# THE REQUEST
Count the lines of the material below that contain the string "person", and reply with the number alone.
******
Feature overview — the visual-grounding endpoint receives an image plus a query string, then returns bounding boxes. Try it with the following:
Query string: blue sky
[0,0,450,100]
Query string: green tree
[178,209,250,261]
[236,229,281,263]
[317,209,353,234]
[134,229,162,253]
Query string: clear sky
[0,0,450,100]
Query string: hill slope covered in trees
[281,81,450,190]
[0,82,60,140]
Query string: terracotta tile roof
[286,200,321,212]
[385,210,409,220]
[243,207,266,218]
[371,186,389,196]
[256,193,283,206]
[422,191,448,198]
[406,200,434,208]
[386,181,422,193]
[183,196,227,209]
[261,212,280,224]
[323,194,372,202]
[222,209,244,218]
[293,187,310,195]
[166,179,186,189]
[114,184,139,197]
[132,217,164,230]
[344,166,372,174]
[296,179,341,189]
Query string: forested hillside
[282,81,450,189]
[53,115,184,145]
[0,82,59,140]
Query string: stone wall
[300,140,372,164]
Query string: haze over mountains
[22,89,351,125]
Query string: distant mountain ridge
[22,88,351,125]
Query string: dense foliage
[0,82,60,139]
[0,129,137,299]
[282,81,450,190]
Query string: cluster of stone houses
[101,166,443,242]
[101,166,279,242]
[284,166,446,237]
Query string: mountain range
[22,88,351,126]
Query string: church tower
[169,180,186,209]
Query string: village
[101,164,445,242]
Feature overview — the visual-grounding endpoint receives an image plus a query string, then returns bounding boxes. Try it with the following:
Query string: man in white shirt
******
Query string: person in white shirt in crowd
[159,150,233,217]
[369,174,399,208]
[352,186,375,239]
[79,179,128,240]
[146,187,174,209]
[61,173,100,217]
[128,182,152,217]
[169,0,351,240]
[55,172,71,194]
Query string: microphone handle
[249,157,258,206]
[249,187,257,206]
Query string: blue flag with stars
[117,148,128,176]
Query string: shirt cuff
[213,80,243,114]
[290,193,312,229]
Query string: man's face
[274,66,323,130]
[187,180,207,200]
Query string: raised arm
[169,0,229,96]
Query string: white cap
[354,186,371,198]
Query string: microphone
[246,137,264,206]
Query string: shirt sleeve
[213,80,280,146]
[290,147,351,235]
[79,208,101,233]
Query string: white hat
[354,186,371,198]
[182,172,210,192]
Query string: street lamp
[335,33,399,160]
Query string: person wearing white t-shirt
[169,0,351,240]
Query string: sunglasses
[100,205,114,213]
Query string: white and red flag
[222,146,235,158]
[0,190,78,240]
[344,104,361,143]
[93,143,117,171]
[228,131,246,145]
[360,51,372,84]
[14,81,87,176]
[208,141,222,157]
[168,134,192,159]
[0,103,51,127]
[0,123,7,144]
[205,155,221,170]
******
# CORRECT OUTPUT
2